■ EXTRACT:
# # # # # # #

Immediately after the formation of the current government, the campaign of disparagement against it got underway. Indeed, it is not desirable for the government to be inflated, large, and wasteful. However, we are dealing with an almost trivial matter in the face of the great difficulty in forming a coalition within such a split Knesset, comprising so many medium-sized and small parties. Netanyahu managed to secure a notable achievement by bringing the Labor party into his government while maintaining his natural rightist partners. However, Israeli journalists were of course interested in the length of the government table and in its 30 needless ministers.

This familiar pattern repeated in respect to the budget, even though we are dealing with a great achievement for Netanyahu and for the State of Israel, first and foremost because the budget is premised on wall-to-wall agreement among Israel’s major economic players. The government, the labor union federation, and the large employers agreed, within a relatively short period of time, to endorse an economic plan aimed at salvaging the Israeli economy.

The alternative to this agreement is of course needless strikes and struggles, whose cost would be much greater than that of the compromises which the government was forced to make. The quick approval of the budget in and of itself, without coalition shakeups and for a period of two years, is a notable achievement that nobody addressed.

It is important to congratulate Netanyahu, Israel’s prime minister, and remind him to stand firm when it comes to the fundamental principles that brought him to office. Netanyahu and Israel’s sane citizens would do well to refrain from reading newspapers during his visit to the US, and preferably after the visit as well.

# # # # # # #

■ TASKS:
a. Please list the parties that, according to the passage, agreed to endorse the economic plan.
b. Set down the passage word for word from "It is important" to "visit as well.".

(Rows from a box-labeling dataset)
# # # # # # #

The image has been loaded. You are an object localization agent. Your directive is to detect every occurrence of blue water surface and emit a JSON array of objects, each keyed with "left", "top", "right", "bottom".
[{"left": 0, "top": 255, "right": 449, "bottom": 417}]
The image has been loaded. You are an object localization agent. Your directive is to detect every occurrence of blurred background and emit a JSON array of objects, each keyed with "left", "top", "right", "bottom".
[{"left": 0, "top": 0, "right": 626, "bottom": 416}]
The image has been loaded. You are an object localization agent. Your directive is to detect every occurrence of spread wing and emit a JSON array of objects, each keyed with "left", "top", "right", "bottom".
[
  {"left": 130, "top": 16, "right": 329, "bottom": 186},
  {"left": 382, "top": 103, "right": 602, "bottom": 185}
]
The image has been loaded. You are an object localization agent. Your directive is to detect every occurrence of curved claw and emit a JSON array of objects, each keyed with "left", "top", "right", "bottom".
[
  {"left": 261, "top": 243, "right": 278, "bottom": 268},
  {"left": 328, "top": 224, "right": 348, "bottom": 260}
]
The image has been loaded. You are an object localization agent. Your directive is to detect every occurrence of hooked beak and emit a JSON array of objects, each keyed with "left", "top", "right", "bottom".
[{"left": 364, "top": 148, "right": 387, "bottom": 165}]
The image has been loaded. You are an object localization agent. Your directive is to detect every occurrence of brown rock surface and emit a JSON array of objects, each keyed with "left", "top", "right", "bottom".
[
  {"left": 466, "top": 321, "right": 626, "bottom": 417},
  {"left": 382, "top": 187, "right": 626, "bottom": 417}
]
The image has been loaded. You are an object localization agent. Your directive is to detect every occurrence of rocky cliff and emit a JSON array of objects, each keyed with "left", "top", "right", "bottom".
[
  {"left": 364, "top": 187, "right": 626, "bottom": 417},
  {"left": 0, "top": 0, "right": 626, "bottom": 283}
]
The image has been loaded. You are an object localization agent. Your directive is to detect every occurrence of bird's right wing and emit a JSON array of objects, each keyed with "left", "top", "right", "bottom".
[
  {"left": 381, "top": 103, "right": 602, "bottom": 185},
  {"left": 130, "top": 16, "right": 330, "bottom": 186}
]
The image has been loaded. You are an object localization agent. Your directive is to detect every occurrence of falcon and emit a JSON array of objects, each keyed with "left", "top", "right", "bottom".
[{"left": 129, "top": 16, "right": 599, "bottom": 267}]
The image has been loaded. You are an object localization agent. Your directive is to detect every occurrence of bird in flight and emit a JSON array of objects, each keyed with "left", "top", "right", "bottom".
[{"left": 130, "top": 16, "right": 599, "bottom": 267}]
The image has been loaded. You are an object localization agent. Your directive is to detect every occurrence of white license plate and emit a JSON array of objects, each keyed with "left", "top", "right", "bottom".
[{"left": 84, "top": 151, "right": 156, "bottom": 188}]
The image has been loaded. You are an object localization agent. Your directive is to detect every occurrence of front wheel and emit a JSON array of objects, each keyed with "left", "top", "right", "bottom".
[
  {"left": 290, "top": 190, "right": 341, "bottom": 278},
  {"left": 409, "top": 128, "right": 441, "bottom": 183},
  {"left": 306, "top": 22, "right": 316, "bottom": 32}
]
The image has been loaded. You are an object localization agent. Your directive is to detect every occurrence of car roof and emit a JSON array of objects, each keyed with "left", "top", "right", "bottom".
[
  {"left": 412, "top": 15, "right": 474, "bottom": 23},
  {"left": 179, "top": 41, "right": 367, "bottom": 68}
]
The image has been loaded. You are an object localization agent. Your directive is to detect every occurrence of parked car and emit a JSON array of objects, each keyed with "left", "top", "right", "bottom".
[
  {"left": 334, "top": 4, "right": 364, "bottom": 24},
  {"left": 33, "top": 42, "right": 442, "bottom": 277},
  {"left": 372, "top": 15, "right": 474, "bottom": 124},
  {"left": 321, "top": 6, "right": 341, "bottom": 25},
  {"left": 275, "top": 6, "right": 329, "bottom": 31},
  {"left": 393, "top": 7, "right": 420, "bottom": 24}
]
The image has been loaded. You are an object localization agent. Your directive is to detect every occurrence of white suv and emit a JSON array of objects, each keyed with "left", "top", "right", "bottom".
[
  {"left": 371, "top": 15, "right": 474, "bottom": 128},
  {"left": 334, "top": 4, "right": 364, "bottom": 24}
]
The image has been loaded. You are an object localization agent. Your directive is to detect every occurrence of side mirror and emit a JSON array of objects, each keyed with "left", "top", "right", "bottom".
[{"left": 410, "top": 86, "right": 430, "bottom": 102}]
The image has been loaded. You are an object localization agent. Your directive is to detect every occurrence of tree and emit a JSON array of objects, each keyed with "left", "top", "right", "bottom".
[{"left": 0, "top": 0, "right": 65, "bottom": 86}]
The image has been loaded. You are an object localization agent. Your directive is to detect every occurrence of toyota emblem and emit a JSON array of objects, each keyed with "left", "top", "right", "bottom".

# # # # # # #

■ RESPONSE LIST:
a.
- The government
- The labor union federation
- The large employers

b.
It is important to congratulate Netanyahu, Israel’s prime minister, and remind him to stand firm when it comes to the fundamental principles that brought him to office. Netanyahu and Israel’s sane citizens would do well to refrain from reading newspapers during his visit to the US, and preferably after the visit as well.